> **Exercise task a**
Could you reproduce the entire article about Rory McIlroy's Wells Fargo Championship win, word for word?

> **Source extract**
---*---

Rory McIlroy Rolls at Wells Fargo, Next Task Is to Try Ending 10-Year Major Drought

The Ulsterman won for the 26th time on the PGA Tour after a dominant Sunday and next up is Valhalla, where he won his last major in 2014.
Rory McIlroy won for the 26th time on the PGA Tour and the fourth time at Quail Hollow.
Rory McIlroy won for the 26th time on the PGA Tour and the fourth time at Quail Hollow. / Jim Dedmon-USA TODAY Sports

CHARLOTTE, N.C. —  It probably would have been fun for Xander Schauffele to take in the display he witnessed Sunday were he not trying to accomplish the same goal.

With a first victory in 22 months at stake and playing some pretty good golf himself this week at Quail Hollow, Schauffele, unfortunately, ran up against Rory McIlroy, who made it look easy on Sunday during the final round of the Wells Fargo Championship.

His 6-under-par 65 was the best score of the day and included a meaningless double bogey on the final hole. He beat Schauffele by five and the rest of the field by eight and heads to the PGA Championship this week in the kind of form one dreams about heading to a major.

---*---

> **Input records**
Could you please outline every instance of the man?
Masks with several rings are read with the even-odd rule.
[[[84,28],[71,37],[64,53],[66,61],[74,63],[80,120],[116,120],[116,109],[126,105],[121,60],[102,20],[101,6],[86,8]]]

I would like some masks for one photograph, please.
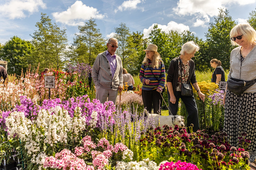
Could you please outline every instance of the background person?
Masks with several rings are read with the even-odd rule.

---*---

> **Exercise task b**
In the records, can you swap "photograph" for "image" in the lines running from the one containing "I would like" through the end of the records, changing nothing else and leaving out the pictures?

> **Finished answer a**
Rory McIlroy Rolls at Wells Fargo, Next Task Is to Try Ending 10-Year Major Drought

The Ulsterman won for the 26th time on the PGA Tour after a dominant Sunday and next up is Valhalla, where he won his last major in 2014.
Rory McIlroy won for the 26th time on the PGA Tour and the fourth time at Quail Hollow.
Rory McIlroy won for the 26th time on the PGA Tour and the fourth time at Quail Hollow. / Jim Dedmon-USA TODAY Sports

CHARLOTTE, N.C. —  It probably would have been fun for Xander Schauffele to take in the display he witnessed Sunday were he not trying to accomplish the same goal.

With a first victory in 22 months at stake and playing some pretty good golf himself this week at Quail Hollow, Schauffele, unfortunately, ran up against Rory McIlroy, who made it look easy on Sunday during the final round of the Wells Fargo Championship.

His 6-under-par 65 was the best score of the day and included a meaningless double bogey on the final hole. He beat Schauffele by five and the rest of the field by eight and heads to the PGA Championship this week in the kind of form one dreams about heading to a major.

> **Finished answer b**
I would like some masks for one image, please.
Could you please outline every instance of the background person?
Masks with several rings are read with the even-odd rule.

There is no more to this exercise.